TASK PROMPT -
Transcribe the stretch of the SIMD vectors post from "To explore that" through "in the process.".

SELECTED TEXT -
┄┄┄┄┄┄┄┄┄┄┄┄┄┄┄┄┄┄┄┄
More SIMD vectors exploration

13 Oct 2024

Since my earlier post looking into SIMD vectors in .NET, I attempted a few more experiments, trying to understand better where they might be a good fit, and where they would not.

The short version: at that point, my sense is that SIMD vectors can be very handy for some specific scenarios, but would require quite a bit of work to be usable in the way I was hoping to use them. This statement is by no means meant as a negative on SIMD; rather, it reflects my realization that a SIMD vector is quite different from a mathematical vector.

All that follows should also be taken with a big grain of salt. SIMD is entirely new to me, and I might not be using it right. While on that topic, I also want to thank @xoofx for his very helpful comments - much appreciated!

Anyways, with these caveats out of the way, let’s dive into it.

My premise approaching SIMD was along these lines: “I write a lot of code that involves vectors. Surely, the Vector class should be a good fit to speed up some of that code”.

To explore that idea, I attempted to write a few classic vector operations I often need, both in plain old F# and using SIMD vectors, trying to benchmark how much performance I would gain. In this post, I’ll share some of the results, and what I learnt in the process.

You can find the whole code here on GitHub.

Context: what am I trying to do here?
┄┄┄┄┄┄┄┄┄┄┄┄┄┄┄┄┄┄┄┄
GIVEN MATERIAL -
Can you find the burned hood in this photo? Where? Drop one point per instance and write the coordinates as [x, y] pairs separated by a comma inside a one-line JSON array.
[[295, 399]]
┄┄┄┄┄┄┄┄┄┄┄┄┄┄┄┄┄┄┄┄
SOLUTION TO THE EXERCISE -
To explore that idea, I attempted to write a few classic vector operations I often need, both in plain old F# and using SIMD vectors, trying to benchmark how much performance I would gain. In this post, I’ll share some of the results, and what I learnt in the process.